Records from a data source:
--- START ---
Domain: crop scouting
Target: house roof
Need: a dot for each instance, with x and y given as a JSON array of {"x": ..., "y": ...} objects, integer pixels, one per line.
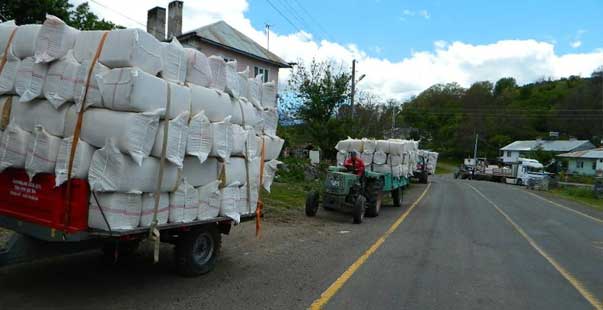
[
  {"x": 594, "y": 153},
  {"x": 548, "y": 145},
  {"x": 225, "y": 36}
]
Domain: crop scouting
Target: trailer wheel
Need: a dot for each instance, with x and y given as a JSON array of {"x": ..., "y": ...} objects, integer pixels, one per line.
[
  {"x": 198, "y": 250},
  {"x": 359, "y": 209},
  {"x": 397, "y": 197}
]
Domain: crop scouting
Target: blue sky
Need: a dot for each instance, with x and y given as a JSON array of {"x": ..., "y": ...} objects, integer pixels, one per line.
[
  {"x": 404, "y": 47},
  {"x": 393, "y": 29}
]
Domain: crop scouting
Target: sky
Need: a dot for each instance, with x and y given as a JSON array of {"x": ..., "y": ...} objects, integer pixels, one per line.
[{"x": 404, "y": 47}]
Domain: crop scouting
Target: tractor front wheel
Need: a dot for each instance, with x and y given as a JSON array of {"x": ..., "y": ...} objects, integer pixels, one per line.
[
  {"x": 312, "y": 200},
  {"x": 359, "y": 209}
]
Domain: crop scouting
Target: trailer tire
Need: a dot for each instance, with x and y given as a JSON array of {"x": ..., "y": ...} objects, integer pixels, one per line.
[
  {"x": 397, "y": 197},
  {"x": 197, "y": 252},
  {"x": 359, "y": 209}
]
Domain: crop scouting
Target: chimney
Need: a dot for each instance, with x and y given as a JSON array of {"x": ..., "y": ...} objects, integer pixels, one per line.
[
  {"x": 156, "y": 22},
  {"x": 174, "y": 19}
]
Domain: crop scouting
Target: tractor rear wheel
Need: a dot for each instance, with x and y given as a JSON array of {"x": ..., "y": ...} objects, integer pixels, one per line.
[
  {"x": 312, "y": 200},
  {"x": 359, "y": 209}
]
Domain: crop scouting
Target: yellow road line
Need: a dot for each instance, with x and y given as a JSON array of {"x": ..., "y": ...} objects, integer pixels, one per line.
[
  {"x": 334, "y": 288},
  {"x": 590, "y": 297},
  {"x": 598, "y": 220}
]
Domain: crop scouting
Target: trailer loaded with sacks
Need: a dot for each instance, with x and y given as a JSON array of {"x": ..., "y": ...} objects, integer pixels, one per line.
[{"x": 109, "y": 138}]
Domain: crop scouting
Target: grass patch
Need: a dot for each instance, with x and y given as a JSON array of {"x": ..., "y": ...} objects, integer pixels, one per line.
[
  {"x": 583, "y": 195},
  {"x": 445, "y": 166}
]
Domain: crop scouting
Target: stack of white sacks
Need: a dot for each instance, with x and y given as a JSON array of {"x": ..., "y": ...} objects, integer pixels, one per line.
[
  {"x": 218, "y": 120},
  {"x": 394, "y": 156}
]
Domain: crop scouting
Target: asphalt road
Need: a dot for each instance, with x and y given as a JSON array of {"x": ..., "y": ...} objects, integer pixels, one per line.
[{"x": 459, "y": 248}]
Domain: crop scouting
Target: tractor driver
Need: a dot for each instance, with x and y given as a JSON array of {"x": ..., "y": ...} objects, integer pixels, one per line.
[{"x": 354, "y": 164}]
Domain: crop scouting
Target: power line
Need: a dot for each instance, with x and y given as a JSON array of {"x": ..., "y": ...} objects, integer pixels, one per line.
[
  {"x": 328, "y": 35},
  {"x": 119, "y": 13},
  {"x": 283, "y": 15}
]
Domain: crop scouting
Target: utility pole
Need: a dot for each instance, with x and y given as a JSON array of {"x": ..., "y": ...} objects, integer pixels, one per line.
[
  {"x": 353, "y": 86},
  {"x": 267, "y": 36}
]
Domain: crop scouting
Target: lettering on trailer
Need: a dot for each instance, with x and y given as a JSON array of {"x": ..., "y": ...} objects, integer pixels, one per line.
[{"x": 26, "y": 190}]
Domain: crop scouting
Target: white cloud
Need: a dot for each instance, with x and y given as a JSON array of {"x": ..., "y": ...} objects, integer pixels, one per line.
[
  {"x": 525, "y": 60},
  {"x": 576, "y": 44}
]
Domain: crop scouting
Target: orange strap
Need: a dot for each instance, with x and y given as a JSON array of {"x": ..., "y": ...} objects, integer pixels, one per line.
[
  {"x": 5, "y": 54},
  {"x": 78, "y": 127},
  {"x": 260, "y": 206}
]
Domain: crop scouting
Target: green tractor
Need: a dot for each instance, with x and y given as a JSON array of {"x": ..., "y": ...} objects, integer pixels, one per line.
[{"x": 359, "y": 195}]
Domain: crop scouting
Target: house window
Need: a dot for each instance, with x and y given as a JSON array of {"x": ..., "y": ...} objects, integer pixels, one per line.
[{"x": 259, "y": 70}]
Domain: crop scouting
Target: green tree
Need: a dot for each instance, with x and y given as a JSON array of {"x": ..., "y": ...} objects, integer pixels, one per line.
[
  {"x": 34, "y": 12},
  {"x": 318, "y": 91}
]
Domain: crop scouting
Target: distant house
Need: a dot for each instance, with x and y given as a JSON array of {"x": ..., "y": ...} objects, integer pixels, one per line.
[
  {"x": 219, "y": 39},
  {"x": 588, "y": 163},
  {"x": 517, "y": 149}
]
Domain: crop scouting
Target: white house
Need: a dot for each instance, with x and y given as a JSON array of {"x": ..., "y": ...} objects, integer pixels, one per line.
[{"x": 513, "y": 151}]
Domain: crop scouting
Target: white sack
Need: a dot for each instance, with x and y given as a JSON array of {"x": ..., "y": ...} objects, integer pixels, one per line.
[
  {"x": 24, "y": 42},
  {"x": 93, "y": 97},
  {"x": 131, "y": 48},
  {"x": 54, "y": 40},
  {"x": 270, "y": 169},
  {"x": 272, "y": 146},
  {"x": 8, "y": 75},
  {"x": 81, "y": 160},
  {"x": 133, "y": 133},
  {"x": 148, "y": 209},
  {"x": 232, "y": 79},
  {"x": 198, "y": 71},
  {"x": 60, "y": 80},
  {"x": 112, "y": 171},
  {"x": 254, "y": 95},
  {"x": 244, "y": 83},
  {"x": 133, "y": 90},
  {"x": 369, "y": 145},
  {"x": 244, "y": 113},
  {"x": 199, "y": 139},
  {"x": 42, "y": 151},
  {"x": 6, "y": 28},
  {"x": 28, "y": 115},
  {"x": 270, "y": 117},
  {"x": 184, "y": 204},
  {"x": 214, "y": 103},
  {"x": 228, "y": 203},
  {"x": 349, "y": 145},
  {"x": 269, "y": 95},
  {"x": 218, "y": 72},
  {"x": 31, "y": 76},
  {"x": 13, "y": 147},
  {"x": 176, "y": 141},
  {"x": 122, "y": 211},
  {"x": 200, "y": 174},
  {"x": 174, "y": 59},
  {"x": 209, "y": 200},
  {"x": 221, "y": 139},
  {"x": 86, "y": 43}
]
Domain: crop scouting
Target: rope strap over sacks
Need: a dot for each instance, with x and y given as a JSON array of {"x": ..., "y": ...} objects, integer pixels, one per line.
[
  {"x": 247, "y": 159},
  {"x": 154, "y": 234},
  {"x": 78, "y": 127},
  {"x": 6, "y": 112},
  {"x": 6, "y": 49},
  {"x": 260, "y": 206}
]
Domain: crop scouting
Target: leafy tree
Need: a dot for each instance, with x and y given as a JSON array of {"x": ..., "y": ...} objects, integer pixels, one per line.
[
  {"x": 318, "y": 91},
  {"x": 34, "y": 12}
]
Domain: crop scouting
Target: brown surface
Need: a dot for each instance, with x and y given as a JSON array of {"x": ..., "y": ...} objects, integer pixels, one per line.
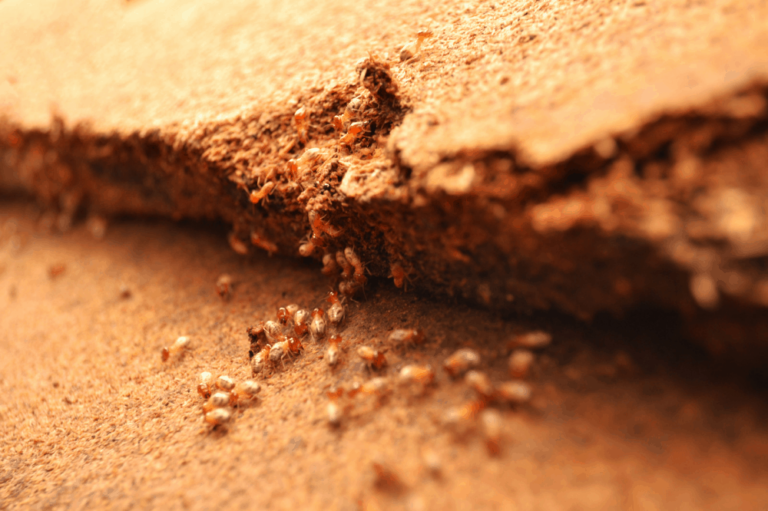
[
  {"x": 505, "y": 119},
  {"x": 92, "y": 418},
  {"x": 581, "y": 157}
]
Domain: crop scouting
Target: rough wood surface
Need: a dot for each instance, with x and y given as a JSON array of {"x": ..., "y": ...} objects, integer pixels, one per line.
[{"x": 623, "y": 415}]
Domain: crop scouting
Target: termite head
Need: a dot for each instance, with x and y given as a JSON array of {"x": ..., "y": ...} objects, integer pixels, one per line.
[
  {"x": 294, "y": 345},
  {"x": 330, "y": 267}
]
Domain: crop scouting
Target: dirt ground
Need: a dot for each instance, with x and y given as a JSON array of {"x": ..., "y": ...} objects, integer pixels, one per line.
[
  {"x": 595, "y": 170},
  {"x": 624, "y": 415}
]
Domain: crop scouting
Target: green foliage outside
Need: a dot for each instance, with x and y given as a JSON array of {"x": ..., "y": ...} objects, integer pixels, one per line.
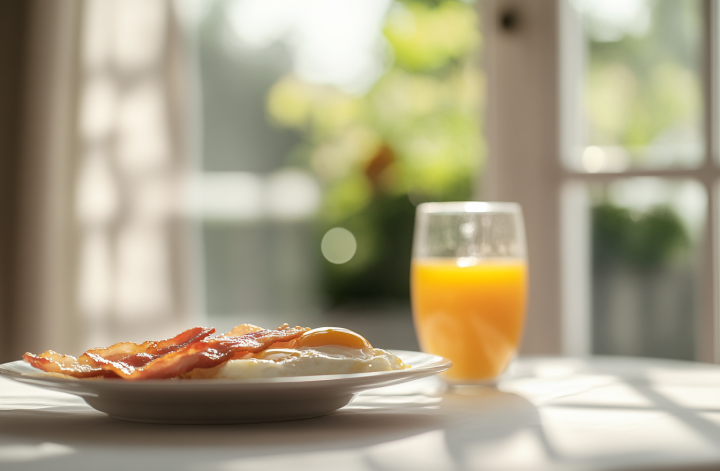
[
  {"x": 643, "y": 91},
  {"x": 414, "y": 136},
  {"x": 643, "y": 242}
]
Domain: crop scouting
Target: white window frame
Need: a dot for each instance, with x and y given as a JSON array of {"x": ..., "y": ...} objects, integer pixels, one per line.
[{"x": 530, "y": 46}]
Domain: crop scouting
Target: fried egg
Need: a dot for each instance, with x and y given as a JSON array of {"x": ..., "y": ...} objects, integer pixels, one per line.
[{"x": 327, "y": 350}]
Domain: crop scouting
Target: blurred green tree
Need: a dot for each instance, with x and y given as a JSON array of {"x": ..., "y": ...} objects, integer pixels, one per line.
[{"x": 414, "y": 136}]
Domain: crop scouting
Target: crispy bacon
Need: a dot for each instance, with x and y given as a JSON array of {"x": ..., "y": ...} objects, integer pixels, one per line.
[
  {"x": 243, "y": 329},
  {"x": 127, "y": 353},
  {"x": 204, "y": 353},
  {"x": 53, "y": 362}
]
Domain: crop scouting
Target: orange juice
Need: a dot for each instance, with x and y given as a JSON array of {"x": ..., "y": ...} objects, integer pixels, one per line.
[{"x": 471, "y": 312}]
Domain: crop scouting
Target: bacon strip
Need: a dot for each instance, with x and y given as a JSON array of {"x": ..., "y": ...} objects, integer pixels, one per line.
[
  {"x": 204, "y": 353},
  {"x": 53, "y": 362},
  {"x": 128, "y": 353}
]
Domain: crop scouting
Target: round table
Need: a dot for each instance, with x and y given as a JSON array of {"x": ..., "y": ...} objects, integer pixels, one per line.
[{"x": 548, "y": 413}]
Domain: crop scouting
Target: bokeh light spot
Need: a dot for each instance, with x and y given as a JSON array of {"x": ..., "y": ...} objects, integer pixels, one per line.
[{"x": 338, "y": 245}]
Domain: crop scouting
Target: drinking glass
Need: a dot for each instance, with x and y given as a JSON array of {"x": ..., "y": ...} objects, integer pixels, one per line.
[{"x": 469, "y": 286}]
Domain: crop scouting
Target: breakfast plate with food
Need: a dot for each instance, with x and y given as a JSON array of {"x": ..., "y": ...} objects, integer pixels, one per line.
[{"x": 249, "y": 374}]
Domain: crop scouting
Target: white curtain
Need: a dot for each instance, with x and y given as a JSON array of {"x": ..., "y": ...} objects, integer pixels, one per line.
[{"x": 133, "y": 248}]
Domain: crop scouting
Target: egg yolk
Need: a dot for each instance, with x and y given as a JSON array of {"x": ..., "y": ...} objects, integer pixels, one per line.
[{"x": 332, "y": 336}]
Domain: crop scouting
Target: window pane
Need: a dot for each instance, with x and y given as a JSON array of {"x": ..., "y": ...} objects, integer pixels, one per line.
[
  {"x": 325, "y": 123},
  {"x": 645, "y": 248},
  {"x": 641, "y": 94}
]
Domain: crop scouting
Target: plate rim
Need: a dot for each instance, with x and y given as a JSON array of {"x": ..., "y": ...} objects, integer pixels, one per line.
[{"x": 436, "y": 364}]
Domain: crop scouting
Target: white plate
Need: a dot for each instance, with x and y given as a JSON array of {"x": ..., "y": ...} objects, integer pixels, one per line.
[{"x": 226, "y": 401}]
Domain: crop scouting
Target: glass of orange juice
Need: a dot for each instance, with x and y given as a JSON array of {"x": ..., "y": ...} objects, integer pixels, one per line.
[{"x": 469, "y": 286}]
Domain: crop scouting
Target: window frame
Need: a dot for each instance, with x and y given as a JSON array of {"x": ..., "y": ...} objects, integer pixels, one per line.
[{"x": 530, "y": 125}]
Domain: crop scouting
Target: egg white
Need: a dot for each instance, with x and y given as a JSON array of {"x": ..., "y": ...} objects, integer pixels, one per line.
[{"x": 306, "y": 361}]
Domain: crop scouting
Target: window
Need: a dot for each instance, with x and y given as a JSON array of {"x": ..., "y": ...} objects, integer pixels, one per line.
[
  {"x": 608, "y": 149},
  {"x": 324, "y": 124}
]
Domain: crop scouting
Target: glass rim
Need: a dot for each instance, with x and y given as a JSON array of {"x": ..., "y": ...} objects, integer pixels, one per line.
[{"x": 460, "y": 207}]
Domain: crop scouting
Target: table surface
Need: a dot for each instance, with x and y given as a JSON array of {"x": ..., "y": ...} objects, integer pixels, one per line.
[{"x": 549, "y": 413}]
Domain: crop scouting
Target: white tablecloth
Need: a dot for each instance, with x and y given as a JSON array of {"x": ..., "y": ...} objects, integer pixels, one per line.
[{"x": 599, "y": 413}]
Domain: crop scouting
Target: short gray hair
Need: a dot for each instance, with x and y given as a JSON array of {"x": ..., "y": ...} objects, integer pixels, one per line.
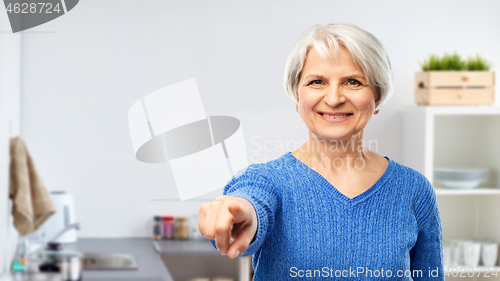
[{"x": 366, "y": 50}]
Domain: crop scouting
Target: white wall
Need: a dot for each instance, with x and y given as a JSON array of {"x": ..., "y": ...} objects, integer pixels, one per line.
[{"x": 82, "y": 72}]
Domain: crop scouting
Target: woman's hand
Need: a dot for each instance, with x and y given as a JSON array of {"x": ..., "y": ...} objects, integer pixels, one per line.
[{"x": 228, "y": 217}]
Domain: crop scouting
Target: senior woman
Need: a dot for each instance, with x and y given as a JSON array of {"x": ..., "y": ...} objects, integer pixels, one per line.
[{"x": 332, "y": 208}]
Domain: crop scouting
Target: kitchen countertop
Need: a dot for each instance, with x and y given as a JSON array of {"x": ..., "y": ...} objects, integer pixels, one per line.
[
  {"x": 151, "y": 266},
  {"x": 147, "y": 253},
  {"x": 185, "y": 248}
]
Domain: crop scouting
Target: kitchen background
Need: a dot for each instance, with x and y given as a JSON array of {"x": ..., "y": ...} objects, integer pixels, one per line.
[{"x": 68, "y": 84}]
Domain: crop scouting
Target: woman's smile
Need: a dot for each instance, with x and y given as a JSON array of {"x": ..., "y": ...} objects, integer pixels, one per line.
[
  {"x": 335, "y": 118},
  {"x": 335, "y": 93}
]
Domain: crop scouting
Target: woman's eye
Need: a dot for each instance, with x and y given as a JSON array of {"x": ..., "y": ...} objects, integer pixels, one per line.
[
  {"x": 353, "y": 82},
  {"x": 315, "y": 82}
]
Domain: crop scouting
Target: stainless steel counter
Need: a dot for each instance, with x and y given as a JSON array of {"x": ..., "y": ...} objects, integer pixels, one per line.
[{"x": 151, "y": 266}]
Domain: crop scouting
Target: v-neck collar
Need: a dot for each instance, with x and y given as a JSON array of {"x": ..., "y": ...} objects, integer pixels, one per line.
[{"x": 339, "y": 195}]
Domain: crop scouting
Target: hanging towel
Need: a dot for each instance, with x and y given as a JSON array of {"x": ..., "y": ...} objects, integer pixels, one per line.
[{"x": 32, "y": 204}]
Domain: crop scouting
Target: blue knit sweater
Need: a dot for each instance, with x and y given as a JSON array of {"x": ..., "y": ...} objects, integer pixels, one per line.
[{"x": 308, "y": 230}]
--- END ---
*PROBLEM DESCRIPTION*.
Please write out, exactly as they appear above, only the lines in the stretch from the line with "Target: blurred green tree" through the line with "Target: orange juice".

*RESPONSE TO THIS TASK*.
Target: blurred green tree
Need: a dot for each instance, with x and y given as a JSON array of {"x": ..., "y": ...} objects, integer pixels, one per line.
[{"x": 414, "y": 136}]
Domain: crop scouting
Target: crispy bacon
Need: a dot for each instance, with x and y given as a JSON array of {"x": ..., "y": ...} objects, integer pixels, one per line.
[
  {"x": 243, "y": 329},
  {"x": 127, "y": 353},
  {"x": 204, "y": 353},
  {"x": 53, "y": 362}
]
Domain: crop scouting
Target: orange juice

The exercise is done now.